**Assigned task 1**.
In the fact check on 2020 death figures, where did one post claim 2020 ranked among the past 50 years for all-cause deaths in England and Wales?
**Assigned task 2**.
Summarize the fact check on 2020 death figures in two sentences.

**Text excerpt**.
▶

Fact Check-Comparing raw 2020 death figures to the past 50 years gives a misleading conclusion on mortality rates

Social media users have shared raw mortality data from the last 51 years in the United Kingdom to make a misleading conclusion that undermines the severity of the COVID-19 pandemic.

The posts, shared on Facebook, all include a table of data said to be pulled from the Office for National Statistics (ONS) (here , here , here). Two of the posts link to the ONS data source (here). In the accompanying text, one post reads: “STOP BEING FRIGHTENED! Please view the number of all cause deaths in England & Wales over this past 50 years to see that the year 2020 was 35th on the list of total number of deaths. The word ‘pandemic’ has been used to create FEAR from the outset and the outbreak of Covid-19 but on average we are losing NO MORE people than we have done in previous years” (here).

◀

**Dataset**.
▶

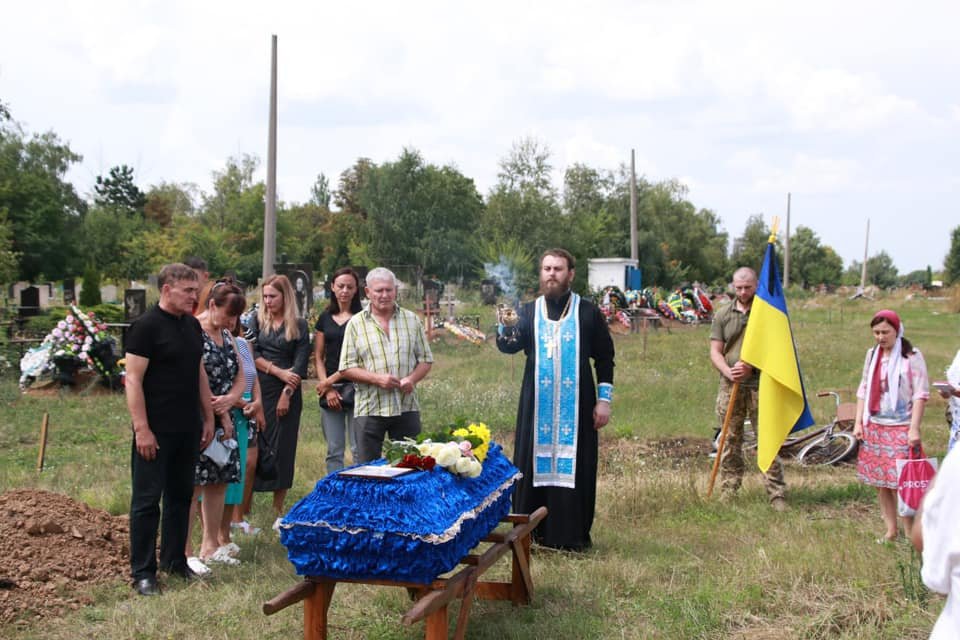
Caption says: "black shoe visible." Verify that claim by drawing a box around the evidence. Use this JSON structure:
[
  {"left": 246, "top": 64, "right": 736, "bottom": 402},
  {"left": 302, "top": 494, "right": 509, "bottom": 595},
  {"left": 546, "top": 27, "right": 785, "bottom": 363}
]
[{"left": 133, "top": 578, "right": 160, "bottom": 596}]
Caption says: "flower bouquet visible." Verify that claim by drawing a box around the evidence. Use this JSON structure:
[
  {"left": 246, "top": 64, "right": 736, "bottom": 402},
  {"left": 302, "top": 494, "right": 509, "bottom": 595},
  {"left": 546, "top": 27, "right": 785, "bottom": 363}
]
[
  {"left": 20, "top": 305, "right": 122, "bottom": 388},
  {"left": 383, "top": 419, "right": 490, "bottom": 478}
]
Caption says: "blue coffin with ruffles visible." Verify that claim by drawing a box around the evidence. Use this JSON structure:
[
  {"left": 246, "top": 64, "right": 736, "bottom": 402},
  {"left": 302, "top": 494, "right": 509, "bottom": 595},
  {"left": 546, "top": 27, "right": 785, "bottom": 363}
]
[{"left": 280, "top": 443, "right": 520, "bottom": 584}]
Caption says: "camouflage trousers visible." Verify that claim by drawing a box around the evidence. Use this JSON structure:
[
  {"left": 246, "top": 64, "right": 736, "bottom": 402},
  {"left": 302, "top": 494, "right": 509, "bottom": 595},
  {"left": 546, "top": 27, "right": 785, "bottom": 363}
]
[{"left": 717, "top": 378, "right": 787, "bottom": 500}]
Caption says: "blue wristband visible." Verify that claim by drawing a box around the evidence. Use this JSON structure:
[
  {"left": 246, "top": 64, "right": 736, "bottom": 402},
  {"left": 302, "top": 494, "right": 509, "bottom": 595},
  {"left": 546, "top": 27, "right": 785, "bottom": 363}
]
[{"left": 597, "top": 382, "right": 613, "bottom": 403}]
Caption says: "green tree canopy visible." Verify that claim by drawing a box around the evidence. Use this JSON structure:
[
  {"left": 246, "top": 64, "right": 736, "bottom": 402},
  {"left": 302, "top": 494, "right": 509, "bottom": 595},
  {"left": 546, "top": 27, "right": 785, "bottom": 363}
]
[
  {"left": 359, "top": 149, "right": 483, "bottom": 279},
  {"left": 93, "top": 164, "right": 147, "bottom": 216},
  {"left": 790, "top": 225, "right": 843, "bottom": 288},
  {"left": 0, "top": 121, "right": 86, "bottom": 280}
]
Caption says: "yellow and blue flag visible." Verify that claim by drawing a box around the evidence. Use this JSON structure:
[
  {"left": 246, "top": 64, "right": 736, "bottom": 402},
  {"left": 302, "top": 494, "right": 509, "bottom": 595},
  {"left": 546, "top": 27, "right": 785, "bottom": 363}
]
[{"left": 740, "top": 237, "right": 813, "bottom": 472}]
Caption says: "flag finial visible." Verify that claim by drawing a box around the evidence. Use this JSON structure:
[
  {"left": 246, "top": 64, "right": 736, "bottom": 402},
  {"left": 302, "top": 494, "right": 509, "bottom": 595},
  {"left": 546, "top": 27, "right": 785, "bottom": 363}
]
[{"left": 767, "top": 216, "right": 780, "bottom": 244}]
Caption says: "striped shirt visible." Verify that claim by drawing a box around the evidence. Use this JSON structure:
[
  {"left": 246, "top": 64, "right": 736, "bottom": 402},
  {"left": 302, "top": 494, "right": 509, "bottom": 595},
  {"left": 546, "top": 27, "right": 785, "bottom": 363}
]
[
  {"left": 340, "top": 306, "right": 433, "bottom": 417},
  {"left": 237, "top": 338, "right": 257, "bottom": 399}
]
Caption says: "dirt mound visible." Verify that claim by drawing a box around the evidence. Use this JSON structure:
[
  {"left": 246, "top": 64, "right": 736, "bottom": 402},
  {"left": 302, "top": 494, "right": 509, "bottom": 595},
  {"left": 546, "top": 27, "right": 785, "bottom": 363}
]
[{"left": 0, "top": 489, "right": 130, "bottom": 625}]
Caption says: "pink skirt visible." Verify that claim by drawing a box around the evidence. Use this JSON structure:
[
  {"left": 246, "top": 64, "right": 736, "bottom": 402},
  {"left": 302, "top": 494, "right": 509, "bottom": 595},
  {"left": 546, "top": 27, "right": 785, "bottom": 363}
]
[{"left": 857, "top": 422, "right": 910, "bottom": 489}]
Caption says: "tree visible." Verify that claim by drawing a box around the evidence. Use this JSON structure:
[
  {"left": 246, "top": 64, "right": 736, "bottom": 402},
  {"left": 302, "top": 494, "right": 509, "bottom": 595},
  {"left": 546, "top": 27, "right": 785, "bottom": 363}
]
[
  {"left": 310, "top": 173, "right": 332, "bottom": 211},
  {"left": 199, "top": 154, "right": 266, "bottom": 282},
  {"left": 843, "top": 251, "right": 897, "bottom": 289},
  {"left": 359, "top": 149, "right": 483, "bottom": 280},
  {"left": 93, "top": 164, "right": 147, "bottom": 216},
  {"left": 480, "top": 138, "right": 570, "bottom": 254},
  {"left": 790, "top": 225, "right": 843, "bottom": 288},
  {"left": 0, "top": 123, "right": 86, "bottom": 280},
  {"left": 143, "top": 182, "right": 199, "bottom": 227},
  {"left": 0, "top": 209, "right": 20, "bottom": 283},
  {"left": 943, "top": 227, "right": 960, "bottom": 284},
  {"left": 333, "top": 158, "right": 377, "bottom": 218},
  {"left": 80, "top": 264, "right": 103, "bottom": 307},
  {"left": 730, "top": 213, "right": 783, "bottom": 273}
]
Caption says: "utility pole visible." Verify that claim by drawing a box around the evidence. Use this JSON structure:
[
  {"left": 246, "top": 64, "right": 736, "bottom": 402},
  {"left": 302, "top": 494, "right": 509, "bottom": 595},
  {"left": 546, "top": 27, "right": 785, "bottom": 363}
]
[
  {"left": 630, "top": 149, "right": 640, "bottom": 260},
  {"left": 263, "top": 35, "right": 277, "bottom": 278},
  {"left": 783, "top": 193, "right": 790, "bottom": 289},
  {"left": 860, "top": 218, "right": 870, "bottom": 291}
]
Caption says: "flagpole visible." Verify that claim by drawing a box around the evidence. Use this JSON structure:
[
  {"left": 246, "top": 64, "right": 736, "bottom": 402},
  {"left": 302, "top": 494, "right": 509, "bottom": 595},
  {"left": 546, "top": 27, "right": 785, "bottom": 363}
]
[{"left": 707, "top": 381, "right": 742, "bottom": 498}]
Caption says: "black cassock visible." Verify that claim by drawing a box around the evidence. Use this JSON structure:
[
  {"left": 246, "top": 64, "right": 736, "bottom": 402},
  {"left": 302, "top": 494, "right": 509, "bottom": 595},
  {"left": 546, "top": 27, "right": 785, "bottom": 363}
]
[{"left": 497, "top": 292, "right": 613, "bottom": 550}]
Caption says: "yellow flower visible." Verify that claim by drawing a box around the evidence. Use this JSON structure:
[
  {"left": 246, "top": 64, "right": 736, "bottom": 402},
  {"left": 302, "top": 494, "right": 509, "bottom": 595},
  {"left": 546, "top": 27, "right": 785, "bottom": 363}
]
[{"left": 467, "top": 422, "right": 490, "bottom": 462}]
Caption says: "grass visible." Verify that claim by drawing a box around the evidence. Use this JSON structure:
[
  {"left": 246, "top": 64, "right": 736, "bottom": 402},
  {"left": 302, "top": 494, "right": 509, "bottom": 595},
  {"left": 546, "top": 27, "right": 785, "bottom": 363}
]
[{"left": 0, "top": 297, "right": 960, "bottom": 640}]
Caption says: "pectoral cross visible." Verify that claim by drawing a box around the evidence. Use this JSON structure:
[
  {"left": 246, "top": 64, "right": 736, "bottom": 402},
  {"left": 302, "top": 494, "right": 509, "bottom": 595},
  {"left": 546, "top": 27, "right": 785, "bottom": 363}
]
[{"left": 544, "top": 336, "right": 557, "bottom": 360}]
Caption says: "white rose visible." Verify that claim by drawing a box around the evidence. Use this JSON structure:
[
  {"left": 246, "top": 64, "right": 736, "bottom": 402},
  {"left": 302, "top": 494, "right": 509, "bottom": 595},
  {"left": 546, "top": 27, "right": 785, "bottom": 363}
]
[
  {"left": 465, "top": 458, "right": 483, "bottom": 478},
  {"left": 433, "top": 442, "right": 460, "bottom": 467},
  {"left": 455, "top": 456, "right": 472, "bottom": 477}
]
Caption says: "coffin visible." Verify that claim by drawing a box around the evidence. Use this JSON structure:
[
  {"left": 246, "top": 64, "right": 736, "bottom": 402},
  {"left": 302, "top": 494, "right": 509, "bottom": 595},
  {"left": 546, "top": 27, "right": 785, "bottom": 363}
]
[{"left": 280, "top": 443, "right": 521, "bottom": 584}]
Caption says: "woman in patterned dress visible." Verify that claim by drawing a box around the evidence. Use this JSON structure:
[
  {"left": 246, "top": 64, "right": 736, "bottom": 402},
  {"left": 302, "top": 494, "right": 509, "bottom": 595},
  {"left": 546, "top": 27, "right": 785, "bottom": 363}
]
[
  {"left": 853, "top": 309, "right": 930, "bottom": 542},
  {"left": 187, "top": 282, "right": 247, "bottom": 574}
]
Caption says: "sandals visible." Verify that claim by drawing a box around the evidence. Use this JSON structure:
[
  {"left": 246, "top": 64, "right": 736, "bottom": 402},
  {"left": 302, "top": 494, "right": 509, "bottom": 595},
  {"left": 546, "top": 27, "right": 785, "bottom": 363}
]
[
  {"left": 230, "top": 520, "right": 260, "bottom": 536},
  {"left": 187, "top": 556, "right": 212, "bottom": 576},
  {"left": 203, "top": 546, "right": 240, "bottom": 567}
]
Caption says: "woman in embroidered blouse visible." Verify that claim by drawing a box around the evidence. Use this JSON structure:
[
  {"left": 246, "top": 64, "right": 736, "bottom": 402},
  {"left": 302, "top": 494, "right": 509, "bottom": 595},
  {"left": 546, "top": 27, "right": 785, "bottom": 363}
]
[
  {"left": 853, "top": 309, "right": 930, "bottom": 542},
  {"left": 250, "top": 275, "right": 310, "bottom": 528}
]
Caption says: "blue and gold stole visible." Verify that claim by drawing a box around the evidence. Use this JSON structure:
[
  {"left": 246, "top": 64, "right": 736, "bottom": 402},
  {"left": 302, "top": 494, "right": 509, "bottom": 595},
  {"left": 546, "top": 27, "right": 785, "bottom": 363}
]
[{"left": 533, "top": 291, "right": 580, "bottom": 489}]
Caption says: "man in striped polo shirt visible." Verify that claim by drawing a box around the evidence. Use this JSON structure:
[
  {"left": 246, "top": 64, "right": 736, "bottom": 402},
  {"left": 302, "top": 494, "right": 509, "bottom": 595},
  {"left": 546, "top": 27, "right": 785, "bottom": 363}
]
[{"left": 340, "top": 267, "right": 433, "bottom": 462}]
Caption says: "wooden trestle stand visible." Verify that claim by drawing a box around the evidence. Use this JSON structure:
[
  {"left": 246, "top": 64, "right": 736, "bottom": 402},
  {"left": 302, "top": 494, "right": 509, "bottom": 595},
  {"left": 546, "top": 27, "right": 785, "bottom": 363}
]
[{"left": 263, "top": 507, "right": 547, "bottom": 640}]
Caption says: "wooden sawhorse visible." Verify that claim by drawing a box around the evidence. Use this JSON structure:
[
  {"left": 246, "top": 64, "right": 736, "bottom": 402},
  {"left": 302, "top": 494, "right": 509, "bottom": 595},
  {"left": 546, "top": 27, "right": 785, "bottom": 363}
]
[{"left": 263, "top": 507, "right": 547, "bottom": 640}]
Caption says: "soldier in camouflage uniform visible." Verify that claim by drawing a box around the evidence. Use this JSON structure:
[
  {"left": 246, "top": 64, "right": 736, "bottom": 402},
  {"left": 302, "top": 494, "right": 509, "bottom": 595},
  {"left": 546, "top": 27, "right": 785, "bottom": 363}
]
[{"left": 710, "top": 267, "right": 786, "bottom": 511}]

◀

**Expected answer 1**.
35th

**Expected answer 2**.
Social media users shared raw United Kingdom mortality data from the last 51 years to draw a misleading conclusion that undermines the severity of the COVID-19 pandemic. The Facebook posts include a table said to come from the Office for National Statistics, and one claims that 2020 was 35th for total deaths in England and Wales over the past 50 years.